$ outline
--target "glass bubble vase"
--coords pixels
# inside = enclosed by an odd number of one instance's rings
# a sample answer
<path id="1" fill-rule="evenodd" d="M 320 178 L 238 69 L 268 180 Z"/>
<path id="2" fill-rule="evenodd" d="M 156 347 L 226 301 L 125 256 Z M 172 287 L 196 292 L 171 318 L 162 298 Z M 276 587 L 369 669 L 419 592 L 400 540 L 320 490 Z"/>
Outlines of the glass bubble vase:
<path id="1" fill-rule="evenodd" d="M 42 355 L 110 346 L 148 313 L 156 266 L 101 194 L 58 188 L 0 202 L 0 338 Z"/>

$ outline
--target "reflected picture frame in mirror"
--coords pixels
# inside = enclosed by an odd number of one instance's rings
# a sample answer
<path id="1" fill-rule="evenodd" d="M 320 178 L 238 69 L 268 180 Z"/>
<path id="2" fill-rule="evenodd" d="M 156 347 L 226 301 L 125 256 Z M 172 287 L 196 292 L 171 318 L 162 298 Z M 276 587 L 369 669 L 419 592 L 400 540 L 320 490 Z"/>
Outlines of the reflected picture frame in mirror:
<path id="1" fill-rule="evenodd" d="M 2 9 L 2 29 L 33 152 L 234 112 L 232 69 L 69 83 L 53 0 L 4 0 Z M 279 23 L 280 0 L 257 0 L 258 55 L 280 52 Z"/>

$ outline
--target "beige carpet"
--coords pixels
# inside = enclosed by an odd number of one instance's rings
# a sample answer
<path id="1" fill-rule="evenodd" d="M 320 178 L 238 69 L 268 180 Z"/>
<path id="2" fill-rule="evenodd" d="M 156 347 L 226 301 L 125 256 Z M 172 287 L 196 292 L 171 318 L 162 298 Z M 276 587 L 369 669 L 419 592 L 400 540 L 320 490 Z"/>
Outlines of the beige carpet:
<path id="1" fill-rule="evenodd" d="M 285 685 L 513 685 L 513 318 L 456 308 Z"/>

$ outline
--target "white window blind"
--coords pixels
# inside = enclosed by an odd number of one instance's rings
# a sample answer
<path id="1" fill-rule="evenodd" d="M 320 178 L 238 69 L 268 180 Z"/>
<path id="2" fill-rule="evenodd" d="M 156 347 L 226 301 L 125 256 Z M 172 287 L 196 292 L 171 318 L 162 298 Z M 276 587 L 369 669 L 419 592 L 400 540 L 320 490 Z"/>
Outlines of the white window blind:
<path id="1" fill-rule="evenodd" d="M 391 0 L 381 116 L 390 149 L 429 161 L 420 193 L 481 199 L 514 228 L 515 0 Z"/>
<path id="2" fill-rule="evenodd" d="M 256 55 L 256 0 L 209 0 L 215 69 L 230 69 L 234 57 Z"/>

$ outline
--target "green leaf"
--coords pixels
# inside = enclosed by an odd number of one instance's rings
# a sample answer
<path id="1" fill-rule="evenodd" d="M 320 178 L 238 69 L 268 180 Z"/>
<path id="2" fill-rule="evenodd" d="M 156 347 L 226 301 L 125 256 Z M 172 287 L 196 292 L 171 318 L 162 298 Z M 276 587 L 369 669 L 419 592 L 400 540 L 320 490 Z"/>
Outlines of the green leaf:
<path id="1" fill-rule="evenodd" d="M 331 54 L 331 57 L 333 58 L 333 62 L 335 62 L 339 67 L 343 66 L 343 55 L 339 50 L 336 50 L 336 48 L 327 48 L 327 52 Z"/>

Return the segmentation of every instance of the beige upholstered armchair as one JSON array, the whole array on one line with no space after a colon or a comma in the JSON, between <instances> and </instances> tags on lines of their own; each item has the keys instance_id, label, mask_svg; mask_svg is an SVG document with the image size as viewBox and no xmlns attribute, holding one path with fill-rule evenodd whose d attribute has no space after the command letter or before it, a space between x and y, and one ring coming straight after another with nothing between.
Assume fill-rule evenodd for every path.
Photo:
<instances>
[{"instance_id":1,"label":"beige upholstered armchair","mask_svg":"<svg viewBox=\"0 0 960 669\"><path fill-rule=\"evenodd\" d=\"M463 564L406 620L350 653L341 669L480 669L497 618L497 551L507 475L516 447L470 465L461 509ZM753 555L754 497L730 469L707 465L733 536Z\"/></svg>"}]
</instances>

* **Work to complete**
An exact reproduction of the listing is required, covering every entry.

* **Solution for this problem**
$ outline
--target "glass bubble vase"
--coords pixels
# inside = enclosed by an odd number of one instance's rings
# a sample answer
<path id="1" fill-rule="evenodd" d="M 320 178 L 238 69 L 268 180 Z"/>
<path id="2" fill-rule="evenodd" d="M 156 347 L 226 301 L 125 256 Z M 172 287 L 196 292 L 171 318 L 162 298 Z M 276 587 L 369 669 L 419 592 L 400 540 L 320 490 Z"/>
Outlines of the glass bubble vase:
<path id="1" fill-rule="evenodd" d="M 42 355 L 110 346 L 148 313 L 156 266 L 101 194 L 58 188 L 0 202 L 0 338 Z"/>

$ outline
--target "reflected picture frame in mirror"
--coords pixels
# inside = enclosed by an odd number of one instance's rings
# a sample answer
<path id="1" fill-rule="evenodd" d="M 320 178 L 238 69 L 268 180 Z"/>
<path id="2" fill-rule="evenodd" d="M 156 347 L 226 301 L 125 256 Z M 172 287 L 196 292 L 171 318 L 162 298 Z M 276 587 L 369 669 L 419 592 L 400 540 L 320 490 Z"/>
Outlines of the reflected picture frame in mirror:
<path id="1" fill-rule="evenodd" d="M 2 9 L 2 29 L 33 152 L 234 112 L 232 69 L 69 83 L 53 0 L 4 0 Z M 279 23 L 280 0 L 257 0 L 258 55 L 280 52 Z"/>

$ outline
--target "beige carpet"
--coords pixels
# inside = enclosed by an odd number of one instance's rings
# a sample answer
<path id="1" fill-rule="evenodd" d="M 320 178 L 238 69 L 268 180 Z"/>
<path id="2" fill-rule="evenodd" d="M 156 347 L 226 301 L 125 256 Z M 172 287 L 196 292 L 171 318 L 162 298 Z M 276 587 L 369 669 L 419 592 L 400 540 L 320 490 Z"/>
Outlines of the beige carpet:
<path id="1" fill-rule="evenodd" d="M 285 685 L 513 685 L 513 318 L 456 308 Z"/>

$ outline
--target "white window blind"
--coords pixels
# inside = enclosed by an odd number of one instance's rings
# a sample answer
<path id="1" fill-rule="evenodd" d="M 320 178 L 238 69 L 268 180 Z"/>
<path id="2" fill-rule="evenodd" d="M 156 347 L 226 301 L 125 256 Z M 172 287 L 196 292 L 171 318 L 162 298 Z M 276 587 L 369 669 L 419 592 L 400 540 L 320 490 Z"/>
Outlines of the white window blind:
<path id="1" fill-rule="evenodd" d="M 391 0 L 381 116 L 390 149 L 429 161 L 420 193 L 481 199 L 514 228 L 515 0 Z"/>
<path id="2" fill-rule="evenodd" d="M 256 55 L 256 0 L 209 0 L 215 69 L 230 69 L 234 57 Z"/>

$ outline
--target "green leaf"
--coords pixels
# inside = enclosed by an odd number of one instance's rings
# a sample answer
<path id="1" fill-rule="evenodd" d="M 320 178 L 238 69 L 268 180 Z"/>
<path id="2" fill-rule="evenodd" d="M 156 347 L 226 301 L 125 256 Z M 172 287 L 196 292 L 171 318 L 162 298 Z M 276 587 L 369 669 L 419 592 L 400 540 L 320 490 Z"/>
Outlines of the green leaf:
<path id="1" fill-rule="evenodd" d="M 331 54 L 331 57 L 333 58 L 333 62 L 335 62 L 339 67 L 343 66 L 343 55 L 339 50 L 336 50 L 336 48 L 327 48 L 327 52 Z"/>

Return the segmentation of every instance of the beige upholstered armchair as one JSON array, the whole array on one line with no space after a colon or a comma in the JSON, between <instances> and </instances> tags on lines of their own; each item has the keys instance_id, label, mask_svg; mask_svg is an SVG document with the image size as viewBox and no xmlns attribute, holding one path with fill-rule evenodd whose d attribute has no space after the command letter or before it, a space between x and y, and one ring coming straight after another with nothing between.
Assume fill-rule evenodd for every path.
Photo:
<instances>
[{"instance_id":1,"label":"beige upholstered armchair","mask_svg":"<svg viewBox=\"0 0 960 669\"><path fill-rule=\"evenodd\" d=\"M463 564L406 620L350 653L341 669L480 669L497 618L497 551L507 475L516 447L470 465L461 509ZM753 555L754 497L730 469L707 465L733 536Z\"/></svg>"}]
</instances>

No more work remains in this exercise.